Ausgewählter Auszug –

◆ ◆ ◆

ERL (bfl). Es ist nur einer von vielen Vorwürfen, die im Rahmen der globalen #MeToo-Bewegung erhoben wurden, dennoch ist er schwerwiegend und er betrifft den Bezirk Kufstein selbst. Vor gut einer Woche wurde eine Reihe von Anschuldigungen gegen die Tiroler Festspiel Erl und den musikalischen Leiter Gustav Kuhn auf der Webseite "dietiwag.org" veröffentlicht. Der Tiroler Blogger Markus Wilhelm kritisierte in einem Beitrag neben "Hungerlöhnen" für Mitarbeiter und Künstler auch Praktiken Kuhns, der im Bericht als Tyrann dargestellt wird. Kuhn hat indes eine Klage beim Gericht in Innsbruck eingeleitet. Die Tiroler Festspiele Erl sprechen von "Verleumdungen". Der Verein "art but fair" kennt die Praxis der TFE seit Jahren.

◆ ◆ ◆

Bereitgestelltes Material –

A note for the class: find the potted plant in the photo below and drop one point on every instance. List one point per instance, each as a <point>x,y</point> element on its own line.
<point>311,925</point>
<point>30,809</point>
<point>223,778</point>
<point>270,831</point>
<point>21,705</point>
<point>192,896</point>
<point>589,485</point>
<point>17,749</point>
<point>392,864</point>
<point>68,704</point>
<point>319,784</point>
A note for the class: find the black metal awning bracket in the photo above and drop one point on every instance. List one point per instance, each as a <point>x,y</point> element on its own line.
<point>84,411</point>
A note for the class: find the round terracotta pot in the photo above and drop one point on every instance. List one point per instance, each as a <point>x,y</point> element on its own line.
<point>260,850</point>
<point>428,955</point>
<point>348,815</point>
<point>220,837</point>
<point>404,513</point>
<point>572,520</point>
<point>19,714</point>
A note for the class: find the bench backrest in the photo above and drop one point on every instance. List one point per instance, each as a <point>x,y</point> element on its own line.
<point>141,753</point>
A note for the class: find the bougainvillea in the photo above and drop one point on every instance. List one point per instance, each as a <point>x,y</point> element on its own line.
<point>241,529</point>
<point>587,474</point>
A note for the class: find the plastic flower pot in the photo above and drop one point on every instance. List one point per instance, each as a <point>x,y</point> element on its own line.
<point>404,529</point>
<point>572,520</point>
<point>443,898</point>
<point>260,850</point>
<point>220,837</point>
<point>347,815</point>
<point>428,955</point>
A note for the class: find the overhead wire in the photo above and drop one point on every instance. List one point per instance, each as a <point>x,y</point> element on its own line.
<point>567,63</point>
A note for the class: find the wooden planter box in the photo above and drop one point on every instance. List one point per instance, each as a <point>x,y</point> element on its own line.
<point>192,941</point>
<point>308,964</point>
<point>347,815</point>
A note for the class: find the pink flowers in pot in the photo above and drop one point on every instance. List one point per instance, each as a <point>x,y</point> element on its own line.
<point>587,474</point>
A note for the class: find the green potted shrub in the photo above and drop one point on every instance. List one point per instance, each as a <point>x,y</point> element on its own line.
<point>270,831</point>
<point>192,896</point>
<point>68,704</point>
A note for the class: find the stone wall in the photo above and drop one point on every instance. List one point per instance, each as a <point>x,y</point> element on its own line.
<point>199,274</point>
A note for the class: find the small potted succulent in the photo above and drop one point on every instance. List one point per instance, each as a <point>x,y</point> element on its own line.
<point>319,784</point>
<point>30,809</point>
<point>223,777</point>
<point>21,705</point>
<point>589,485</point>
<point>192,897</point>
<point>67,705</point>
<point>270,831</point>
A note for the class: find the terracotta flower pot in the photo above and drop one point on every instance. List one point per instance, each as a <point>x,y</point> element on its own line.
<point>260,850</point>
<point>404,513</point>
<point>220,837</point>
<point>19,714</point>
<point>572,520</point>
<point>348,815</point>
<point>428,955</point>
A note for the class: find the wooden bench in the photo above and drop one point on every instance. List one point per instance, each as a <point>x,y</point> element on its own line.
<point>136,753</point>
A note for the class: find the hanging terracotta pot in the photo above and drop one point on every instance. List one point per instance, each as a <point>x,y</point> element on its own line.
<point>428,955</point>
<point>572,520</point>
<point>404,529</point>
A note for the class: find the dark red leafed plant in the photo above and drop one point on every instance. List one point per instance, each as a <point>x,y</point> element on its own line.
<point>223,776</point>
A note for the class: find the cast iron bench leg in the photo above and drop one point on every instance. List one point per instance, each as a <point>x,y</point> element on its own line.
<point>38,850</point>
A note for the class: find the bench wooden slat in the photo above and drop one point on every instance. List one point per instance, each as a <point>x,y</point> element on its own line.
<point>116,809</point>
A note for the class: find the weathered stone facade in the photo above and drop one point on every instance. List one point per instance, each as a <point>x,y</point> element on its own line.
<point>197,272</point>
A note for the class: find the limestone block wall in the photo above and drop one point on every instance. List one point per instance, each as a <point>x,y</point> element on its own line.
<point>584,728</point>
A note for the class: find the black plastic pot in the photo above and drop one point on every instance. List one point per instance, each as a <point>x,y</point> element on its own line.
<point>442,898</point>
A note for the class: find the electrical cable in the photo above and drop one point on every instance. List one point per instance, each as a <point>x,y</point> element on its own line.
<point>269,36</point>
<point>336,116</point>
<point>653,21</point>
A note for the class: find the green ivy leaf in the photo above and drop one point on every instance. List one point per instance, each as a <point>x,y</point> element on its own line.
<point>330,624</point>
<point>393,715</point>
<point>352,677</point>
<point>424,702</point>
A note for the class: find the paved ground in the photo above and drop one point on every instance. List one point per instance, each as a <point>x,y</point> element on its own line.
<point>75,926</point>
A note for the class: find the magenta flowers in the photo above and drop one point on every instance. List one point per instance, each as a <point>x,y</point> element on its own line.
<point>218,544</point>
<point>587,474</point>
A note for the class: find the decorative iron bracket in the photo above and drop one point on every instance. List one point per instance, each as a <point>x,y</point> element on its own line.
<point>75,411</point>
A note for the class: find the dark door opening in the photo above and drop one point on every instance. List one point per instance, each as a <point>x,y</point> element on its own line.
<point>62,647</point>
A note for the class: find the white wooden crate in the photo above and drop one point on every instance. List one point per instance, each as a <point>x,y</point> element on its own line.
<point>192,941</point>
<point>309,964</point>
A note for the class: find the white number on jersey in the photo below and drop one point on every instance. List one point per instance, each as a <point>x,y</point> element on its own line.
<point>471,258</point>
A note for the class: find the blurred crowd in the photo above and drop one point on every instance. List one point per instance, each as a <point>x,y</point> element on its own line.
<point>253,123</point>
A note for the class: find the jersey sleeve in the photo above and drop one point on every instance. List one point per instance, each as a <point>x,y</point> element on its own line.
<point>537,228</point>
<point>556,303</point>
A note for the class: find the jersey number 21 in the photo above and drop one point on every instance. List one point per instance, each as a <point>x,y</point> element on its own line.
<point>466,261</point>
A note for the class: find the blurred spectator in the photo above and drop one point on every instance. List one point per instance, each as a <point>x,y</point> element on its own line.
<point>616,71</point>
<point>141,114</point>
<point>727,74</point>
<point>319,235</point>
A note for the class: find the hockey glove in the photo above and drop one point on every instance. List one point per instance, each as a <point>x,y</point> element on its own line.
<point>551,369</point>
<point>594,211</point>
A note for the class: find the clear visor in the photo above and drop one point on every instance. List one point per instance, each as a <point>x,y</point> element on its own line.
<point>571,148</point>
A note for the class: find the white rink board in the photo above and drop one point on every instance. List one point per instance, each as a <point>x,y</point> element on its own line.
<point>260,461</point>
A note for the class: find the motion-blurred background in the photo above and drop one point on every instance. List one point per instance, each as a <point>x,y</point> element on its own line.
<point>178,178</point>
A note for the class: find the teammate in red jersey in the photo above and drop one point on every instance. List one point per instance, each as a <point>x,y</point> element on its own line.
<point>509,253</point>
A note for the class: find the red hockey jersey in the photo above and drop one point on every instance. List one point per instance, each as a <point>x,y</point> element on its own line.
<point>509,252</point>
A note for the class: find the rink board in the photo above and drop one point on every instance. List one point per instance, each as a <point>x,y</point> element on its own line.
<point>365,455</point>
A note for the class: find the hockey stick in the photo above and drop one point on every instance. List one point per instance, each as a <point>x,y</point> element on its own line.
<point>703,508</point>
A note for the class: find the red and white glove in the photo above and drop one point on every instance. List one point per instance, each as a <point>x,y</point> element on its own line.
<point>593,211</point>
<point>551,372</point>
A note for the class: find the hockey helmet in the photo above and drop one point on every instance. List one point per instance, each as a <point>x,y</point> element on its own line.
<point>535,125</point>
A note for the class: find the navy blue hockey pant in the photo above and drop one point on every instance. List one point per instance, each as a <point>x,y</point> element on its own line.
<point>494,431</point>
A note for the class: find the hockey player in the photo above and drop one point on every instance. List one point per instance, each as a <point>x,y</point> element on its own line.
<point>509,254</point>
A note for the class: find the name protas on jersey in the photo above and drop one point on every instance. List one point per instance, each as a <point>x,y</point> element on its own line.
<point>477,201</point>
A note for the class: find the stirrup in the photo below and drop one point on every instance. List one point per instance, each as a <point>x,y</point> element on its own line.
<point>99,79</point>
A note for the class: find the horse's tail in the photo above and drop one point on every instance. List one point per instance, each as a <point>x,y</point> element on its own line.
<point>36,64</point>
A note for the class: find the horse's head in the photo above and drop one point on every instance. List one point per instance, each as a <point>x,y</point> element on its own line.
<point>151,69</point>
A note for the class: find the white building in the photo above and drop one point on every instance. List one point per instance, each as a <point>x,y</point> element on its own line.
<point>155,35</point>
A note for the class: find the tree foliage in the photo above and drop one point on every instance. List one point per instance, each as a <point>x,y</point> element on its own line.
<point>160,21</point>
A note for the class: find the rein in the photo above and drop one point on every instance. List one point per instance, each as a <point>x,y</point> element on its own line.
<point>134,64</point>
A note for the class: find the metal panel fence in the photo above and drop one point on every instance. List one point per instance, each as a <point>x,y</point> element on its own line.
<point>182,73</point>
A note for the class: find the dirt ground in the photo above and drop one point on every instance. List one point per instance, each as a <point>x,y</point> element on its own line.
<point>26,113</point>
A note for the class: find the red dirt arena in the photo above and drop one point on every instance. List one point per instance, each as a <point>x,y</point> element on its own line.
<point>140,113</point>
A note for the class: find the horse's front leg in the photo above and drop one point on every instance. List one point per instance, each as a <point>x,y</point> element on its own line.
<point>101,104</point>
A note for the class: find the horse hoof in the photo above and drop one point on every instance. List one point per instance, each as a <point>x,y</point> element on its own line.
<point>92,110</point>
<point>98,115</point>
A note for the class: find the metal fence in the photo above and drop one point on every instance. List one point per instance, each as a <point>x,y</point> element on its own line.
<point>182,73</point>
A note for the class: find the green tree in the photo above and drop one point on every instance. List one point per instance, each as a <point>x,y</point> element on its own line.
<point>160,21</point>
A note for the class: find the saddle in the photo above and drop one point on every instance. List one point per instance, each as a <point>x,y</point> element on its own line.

◆ ◆ ◆

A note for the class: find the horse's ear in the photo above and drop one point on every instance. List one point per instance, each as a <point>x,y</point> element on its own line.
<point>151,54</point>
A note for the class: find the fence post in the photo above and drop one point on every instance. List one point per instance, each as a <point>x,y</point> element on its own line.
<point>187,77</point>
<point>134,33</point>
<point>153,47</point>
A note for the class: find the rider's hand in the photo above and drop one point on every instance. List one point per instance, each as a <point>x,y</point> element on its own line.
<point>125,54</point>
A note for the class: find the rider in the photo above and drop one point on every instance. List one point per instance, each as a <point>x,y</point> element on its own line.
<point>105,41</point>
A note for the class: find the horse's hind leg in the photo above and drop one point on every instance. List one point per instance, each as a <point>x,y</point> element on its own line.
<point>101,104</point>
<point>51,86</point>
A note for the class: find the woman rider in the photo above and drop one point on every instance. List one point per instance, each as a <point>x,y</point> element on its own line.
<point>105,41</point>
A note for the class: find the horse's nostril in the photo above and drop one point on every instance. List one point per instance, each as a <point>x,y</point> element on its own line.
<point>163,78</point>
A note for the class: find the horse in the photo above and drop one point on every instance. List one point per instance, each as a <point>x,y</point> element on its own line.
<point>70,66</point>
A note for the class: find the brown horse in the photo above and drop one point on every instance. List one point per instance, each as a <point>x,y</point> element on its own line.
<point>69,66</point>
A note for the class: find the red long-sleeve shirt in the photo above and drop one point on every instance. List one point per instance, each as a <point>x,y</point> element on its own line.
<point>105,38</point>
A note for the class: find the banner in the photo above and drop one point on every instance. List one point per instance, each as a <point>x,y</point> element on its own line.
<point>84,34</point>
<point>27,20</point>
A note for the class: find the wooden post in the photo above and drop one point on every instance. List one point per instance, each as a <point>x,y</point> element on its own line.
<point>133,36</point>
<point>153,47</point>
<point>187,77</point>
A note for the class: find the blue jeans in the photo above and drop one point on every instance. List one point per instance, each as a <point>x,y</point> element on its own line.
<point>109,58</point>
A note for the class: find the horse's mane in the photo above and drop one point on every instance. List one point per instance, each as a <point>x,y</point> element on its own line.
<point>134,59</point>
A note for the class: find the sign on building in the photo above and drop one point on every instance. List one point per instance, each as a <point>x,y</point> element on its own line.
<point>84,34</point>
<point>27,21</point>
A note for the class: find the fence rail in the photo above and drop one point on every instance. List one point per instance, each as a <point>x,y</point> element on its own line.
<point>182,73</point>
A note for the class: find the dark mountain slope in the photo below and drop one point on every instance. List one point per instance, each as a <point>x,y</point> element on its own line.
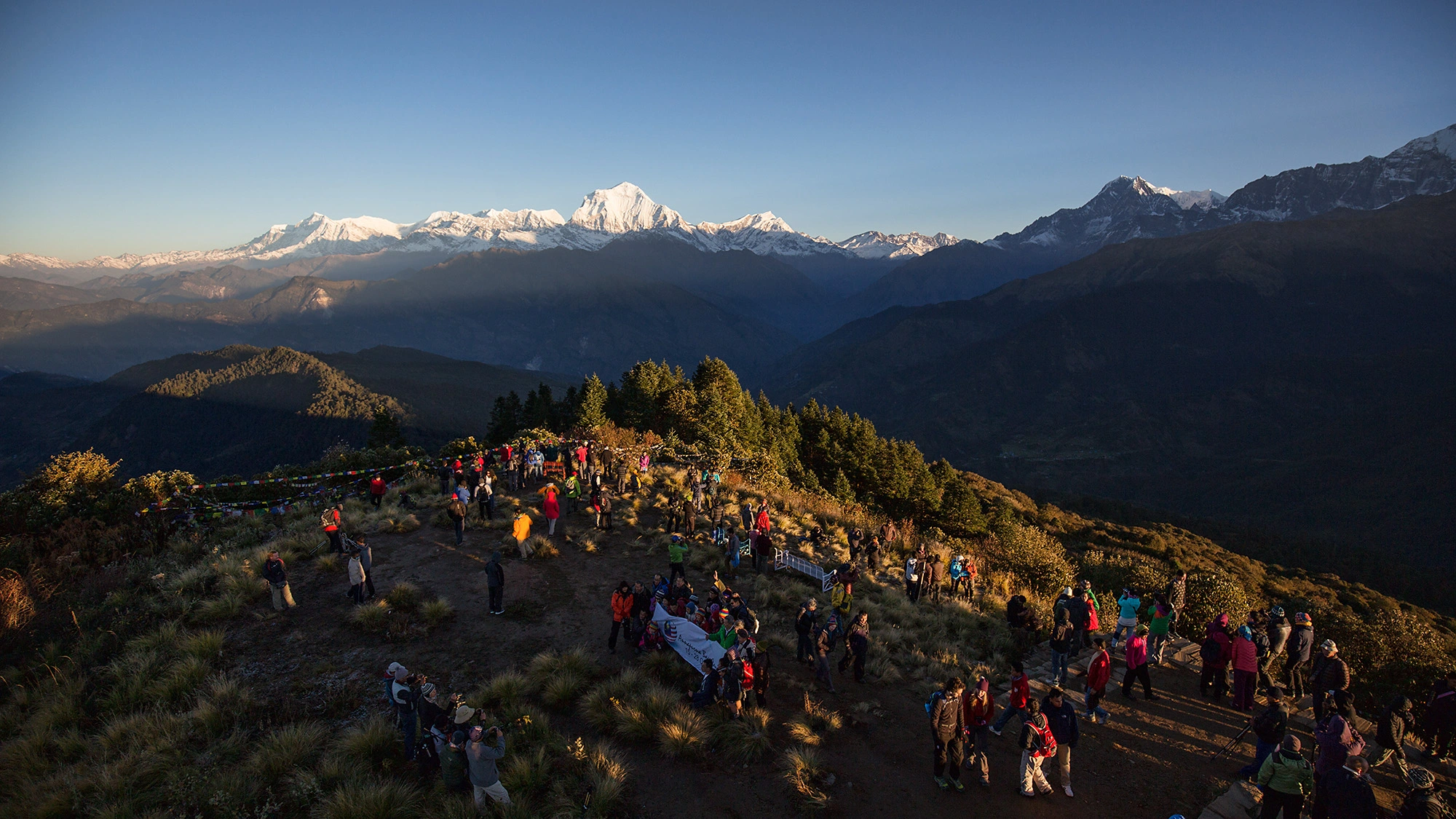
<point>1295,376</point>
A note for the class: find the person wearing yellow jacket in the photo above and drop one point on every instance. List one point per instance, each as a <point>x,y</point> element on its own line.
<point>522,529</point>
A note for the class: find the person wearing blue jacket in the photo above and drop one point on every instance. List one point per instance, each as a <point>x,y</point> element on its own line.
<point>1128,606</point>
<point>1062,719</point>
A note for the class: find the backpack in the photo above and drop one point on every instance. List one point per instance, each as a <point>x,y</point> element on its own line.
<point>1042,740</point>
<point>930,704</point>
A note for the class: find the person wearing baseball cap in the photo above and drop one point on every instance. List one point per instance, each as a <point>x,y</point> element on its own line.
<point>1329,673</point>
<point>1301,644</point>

◆ ◆ ◆

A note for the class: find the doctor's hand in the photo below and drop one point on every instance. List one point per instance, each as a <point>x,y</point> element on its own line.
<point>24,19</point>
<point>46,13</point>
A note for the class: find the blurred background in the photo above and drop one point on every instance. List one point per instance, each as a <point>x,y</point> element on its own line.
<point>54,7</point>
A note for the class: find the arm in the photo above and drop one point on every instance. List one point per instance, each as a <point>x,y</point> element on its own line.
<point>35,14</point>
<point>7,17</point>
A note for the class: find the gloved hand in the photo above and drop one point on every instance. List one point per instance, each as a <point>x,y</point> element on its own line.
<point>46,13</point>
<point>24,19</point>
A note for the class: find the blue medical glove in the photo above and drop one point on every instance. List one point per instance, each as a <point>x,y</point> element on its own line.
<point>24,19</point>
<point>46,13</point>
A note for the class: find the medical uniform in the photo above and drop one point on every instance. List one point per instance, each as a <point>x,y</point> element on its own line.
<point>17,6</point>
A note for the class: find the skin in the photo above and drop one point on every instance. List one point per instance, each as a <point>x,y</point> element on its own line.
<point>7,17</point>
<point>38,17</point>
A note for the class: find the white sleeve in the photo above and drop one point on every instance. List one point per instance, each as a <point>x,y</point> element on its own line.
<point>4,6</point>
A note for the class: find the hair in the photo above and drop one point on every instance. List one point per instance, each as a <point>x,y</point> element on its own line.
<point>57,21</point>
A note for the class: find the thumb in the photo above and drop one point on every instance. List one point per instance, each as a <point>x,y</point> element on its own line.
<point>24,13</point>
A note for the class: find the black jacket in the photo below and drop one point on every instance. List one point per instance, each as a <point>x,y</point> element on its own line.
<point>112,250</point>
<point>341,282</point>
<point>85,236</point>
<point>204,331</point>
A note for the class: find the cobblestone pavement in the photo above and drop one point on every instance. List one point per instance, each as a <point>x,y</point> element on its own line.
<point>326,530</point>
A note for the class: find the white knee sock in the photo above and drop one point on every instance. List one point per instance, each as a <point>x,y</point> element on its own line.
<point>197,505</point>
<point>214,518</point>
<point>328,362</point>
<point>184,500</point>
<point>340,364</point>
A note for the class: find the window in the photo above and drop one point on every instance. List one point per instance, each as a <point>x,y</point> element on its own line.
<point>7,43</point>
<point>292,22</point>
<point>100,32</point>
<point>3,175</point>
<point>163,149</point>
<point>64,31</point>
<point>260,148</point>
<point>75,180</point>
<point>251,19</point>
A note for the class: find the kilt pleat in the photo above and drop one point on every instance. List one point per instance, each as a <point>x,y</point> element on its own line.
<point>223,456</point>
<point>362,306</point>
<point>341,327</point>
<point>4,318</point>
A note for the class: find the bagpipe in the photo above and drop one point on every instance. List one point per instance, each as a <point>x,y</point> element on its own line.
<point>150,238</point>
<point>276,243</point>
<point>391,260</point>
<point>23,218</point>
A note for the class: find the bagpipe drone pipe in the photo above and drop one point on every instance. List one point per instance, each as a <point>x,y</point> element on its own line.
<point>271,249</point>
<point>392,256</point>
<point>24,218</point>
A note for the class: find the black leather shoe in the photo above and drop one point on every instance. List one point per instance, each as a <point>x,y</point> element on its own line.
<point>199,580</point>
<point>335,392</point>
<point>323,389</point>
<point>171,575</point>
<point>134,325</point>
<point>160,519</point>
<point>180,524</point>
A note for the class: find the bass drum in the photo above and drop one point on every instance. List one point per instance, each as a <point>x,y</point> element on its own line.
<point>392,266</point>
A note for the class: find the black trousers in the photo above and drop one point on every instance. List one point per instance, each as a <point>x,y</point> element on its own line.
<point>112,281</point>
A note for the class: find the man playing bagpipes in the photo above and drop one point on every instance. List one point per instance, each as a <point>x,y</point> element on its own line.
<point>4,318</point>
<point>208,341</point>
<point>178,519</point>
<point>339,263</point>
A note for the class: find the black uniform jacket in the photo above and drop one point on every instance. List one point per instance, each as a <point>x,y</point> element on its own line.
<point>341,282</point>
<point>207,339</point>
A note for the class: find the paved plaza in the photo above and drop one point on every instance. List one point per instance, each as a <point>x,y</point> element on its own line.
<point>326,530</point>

◆ ◆ ◆

Aufgabenstellung –
[1] Wiederholen Sie aus den Einträgen wortgetreu die Zeilen von der Zeile mit „A note for the class: find the overhead“ bis einschließlich der Zeile mit „<point>199,274</point>“.
[2] Greifen Sie den Bericht über die Tiroler Festspiele Erl auf und führen Sie ihn nach seinem letzten Satz fort.
Der Bericht über die Tiroler Festspiele Erl und die Einträge stehen in keinem Zusammenhang miteinander.

Ergebnisse –
[1]
A note for the class: find the overhead wire in the photo above and drop one point on every instance. List one point per instance, each as a <point>x,y</point> element on its own line.
<point>567,63</point>
A note for the class: find the wooden planter box in the photo above and drop one point on every instance. List one point per instance, each as a <point>x,y</point> element on its own line.
<point>192,941</point>
<point>308,964</point>
<point>347,815</point>
A note for the class: find the pink flowers in pot in the photo above and drop one point on every instance. List one point per instance, each as a <point>x,y</point> element on its own line.
<point>587,474</point>
A note for the class: find the green potted shrub in the photo above and drop one point on every instance. List one point per instance, each as a <point>x,y</point> element on its own line.
<point>270,831</point>
<point>192,896</point>
<point>68,704</point>
A note for the class: find the stone wall in the photo above and drop one point on every instance. List one point per instance, each as a <point>x,y</point> element on its own line.
<point>199,274</point>

[2]
Hungerlöhne und "Harvey"-Vorwurf

Horrende Zustände soll es laut "dietiwag.org" bei den Tiroler Festspielen gegeben haben. Dabei ist auf dem Blog von Markus Wilhelm die Rede von "Despotie, der Tyrannei und ... Machtmissbrauch". In zahlreichen anonymen Erlebnisberichten werden Schikanen, Probenterror und Erfahrungen von "Niederbrüllen und Fertigmachen" von Schauspielern und Solisten geschildert. Diese bleiben allerdings ohne Ausnahme anonym.
Kritisiert werden im Blog auch die "Hungerlöhne", mit denen die zum größten Teil aus dem Ausland stammenden Orchester bezahlt worden sein sollen. Die Zusammensetzung des Chors und Orchesters bei den Winterfestspielen Erl 2016/17 zeige jeweils 34 Mitglieder aus dem Minsker Orchester und Chor sowie 56 externe Mitglieder (diese aus dem Europäischen Ausland oder Ländern wie Mexiko und Brasilien). Für Tagesgagen von 38 Euro brutto sollen dort Künstler angestellt gewesen sein, wobei eine Gage in dieser Höhe bereits jene für einen "Privilegierter(en) und Besserbezahlter(en) aus Westeuropa" gewesen sein soll.
In einem weiteren Artikel zu dem Thema wurde zudem der Brief einer anonymen Solistin veröffentlicht, die darin von Erniedrigungen und Praktiken á la Harvey Weinstein durch Gustav Kuhn berichtet.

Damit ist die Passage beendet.